WHAT YOU NEED TO DO:
Copy every line of the listing below word for word, changing nothing.

........

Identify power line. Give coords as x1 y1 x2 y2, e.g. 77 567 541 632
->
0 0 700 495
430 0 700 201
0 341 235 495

........

SOLUTION BELOW:
Identify power line. Give coords as x1 y1 x2 y2, e.g. 77 567 541 632
->
0 0 700 495
430 0 700 201
0 341 235 495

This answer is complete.